Among the biggest changes of modern academic standards is the shift in the burden of general literacy. Rather than only ‘writing teachers,’ teaching reading and writing, now all teachers across all content areas are being asked to do so (something we’ve talked about before).

In the past, literacy—the ability to read, write, and understand—has been the domain of the English-Language Arts teachers (and elsewhere in the world, Literature and Composition teachers).

Limiting the craft of writing to a single content area has altered the landscape of students’ minds in ways that are only now being revealed as math teachers are told to teach writing. Students are now used to flinging rudimentary understandings on exit slips in broken sentence fragments, taking notes that neatly curate other people’s ideas, and otherwise ducking the responsibility to craft compelling arguments that synthesize multiple perspectives on a daily basis.

So we—English-Language Arts teachers—respond by handing them fill-in-the-blank graphic organizers that coax them to give reason 1 reason 2 and reason 3 in clear sentences that shun complexity or intellectual endurance, provided their ‘writing’ adheres to an expected form.
────────────────────────────────────────
**Exercises**
- a) Translate this sentence from the passage on teaching literacy into Spanish: "Among the biggest changes of modern academic standards is the shift in the burden of general literacy."
- b) Write what follows in the passage on teaching literacy, starting after its final sentence.

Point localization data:
────────────────────────────────────────
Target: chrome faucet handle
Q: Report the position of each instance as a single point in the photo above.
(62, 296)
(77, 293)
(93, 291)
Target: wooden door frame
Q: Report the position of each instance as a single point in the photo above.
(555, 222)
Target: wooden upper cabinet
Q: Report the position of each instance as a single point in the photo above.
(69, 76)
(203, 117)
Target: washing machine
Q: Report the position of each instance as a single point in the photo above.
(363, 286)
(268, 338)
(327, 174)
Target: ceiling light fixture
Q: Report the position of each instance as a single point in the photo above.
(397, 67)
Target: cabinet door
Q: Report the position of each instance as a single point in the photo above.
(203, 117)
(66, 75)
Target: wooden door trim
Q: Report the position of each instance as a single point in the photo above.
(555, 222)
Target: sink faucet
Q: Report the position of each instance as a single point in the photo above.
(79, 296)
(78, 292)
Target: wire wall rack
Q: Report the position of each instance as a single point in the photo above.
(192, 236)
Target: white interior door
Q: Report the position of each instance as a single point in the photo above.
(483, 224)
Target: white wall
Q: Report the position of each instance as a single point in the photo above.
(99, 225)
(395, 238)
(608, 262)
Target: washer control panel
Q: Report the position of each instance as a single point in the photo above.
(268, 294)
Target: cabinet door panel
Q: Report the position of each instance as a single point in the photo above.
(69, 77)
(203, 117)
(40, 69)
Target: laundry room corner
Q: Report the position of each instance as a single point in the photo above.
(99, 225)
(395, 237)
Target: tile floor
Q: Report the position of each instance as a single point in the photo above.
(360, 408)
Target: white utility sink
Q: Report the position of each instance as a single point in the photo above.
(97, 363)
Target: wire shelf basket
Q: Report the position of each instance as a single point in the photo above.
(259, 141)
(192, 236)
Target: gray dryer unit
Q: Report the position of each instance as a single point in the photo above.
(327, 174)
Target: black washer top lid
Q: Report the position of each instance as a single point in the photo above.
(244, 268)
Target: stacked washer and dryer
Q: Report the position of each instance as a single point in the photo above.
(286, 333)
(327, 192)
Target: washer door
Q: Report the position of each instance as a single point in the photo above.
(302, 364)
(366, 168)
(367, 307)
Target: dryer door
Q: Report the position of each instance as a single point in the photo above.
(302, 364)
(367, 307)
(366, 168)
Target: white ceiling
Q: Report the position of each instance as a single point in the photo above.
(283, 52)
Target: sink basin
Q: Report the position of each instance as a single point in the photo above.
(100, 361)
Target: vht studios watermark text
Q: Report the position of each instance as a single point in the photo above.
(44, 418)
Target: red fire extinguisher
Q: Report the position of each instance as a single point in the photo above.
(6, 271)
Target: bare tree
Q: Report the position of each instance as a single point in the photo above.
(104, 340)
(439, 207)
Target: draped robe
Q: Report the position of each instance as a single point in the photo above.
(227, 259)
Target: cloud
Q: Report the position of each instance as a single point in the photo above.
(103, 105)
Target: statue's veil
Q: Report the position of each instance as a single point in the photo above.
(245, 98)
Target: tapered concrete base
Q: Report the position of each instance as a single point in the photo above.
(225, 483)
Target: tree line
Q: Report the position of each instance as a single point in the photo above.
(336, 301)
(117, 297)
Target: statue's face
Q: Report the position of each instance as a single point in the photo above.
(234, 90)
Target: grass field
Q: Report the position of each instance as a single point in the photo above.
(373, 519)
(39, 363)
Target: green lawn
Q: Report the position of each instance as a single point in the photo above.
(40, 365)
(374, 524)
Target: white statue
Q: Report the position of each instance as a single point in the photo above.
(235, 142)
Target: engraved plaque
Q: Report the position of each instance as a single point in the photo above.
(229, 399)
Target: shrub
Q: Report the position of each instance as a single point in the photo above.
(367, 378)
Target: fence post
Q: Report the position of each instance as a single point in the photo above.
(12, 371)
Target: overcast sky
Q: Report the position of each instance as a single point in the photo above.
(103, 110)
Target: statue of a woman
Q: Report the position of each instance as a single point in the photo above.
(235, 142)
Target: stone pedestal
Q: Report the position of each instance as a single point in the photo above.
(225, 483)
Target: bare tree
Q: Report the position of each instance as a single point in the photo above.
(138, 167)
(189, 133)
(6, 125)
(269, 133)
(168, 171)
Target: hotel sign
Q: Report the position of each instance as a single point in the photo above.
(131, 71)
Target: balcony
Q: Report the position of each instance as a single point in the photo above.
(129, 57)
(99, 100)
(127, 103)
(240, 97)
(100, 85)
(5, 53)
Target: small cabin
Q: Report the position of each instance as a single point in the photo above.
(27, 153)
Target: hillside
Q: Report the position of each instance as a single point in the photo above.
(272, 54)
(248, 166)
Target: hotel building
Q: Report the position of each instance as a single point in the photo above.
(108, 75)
────────────────────────────────────────
**Per-task outputs**
- a) Entre los mayores cambios de los estándares académicos modernos se encuentra el traslado de la responsabilidad de la alfabetización general.

- b)
And handing those same graphic organizers out when other content area teachers ask for resources.

Now, generations later, the idea of writing about math or science seems not just challenging, but forced and awkward. Science and Math, properly taught, are more akin to philosophies and ways of making sense of the world than “content areas,” offering an infinite number of prompts to spur students to write.

This is the 21st-century, and 21st-century thinking is different.

While it is full of connectivity and collaboration and stunning possibility, the 21st-century learning era is one of infatuation with image, visual spectacle, flashing alerts, endlessly accessible whimsy, and cognitively stunted communication patterns.

And in capable response, writing could be the answer we’ve been looking for, right beneath our noses the whole time.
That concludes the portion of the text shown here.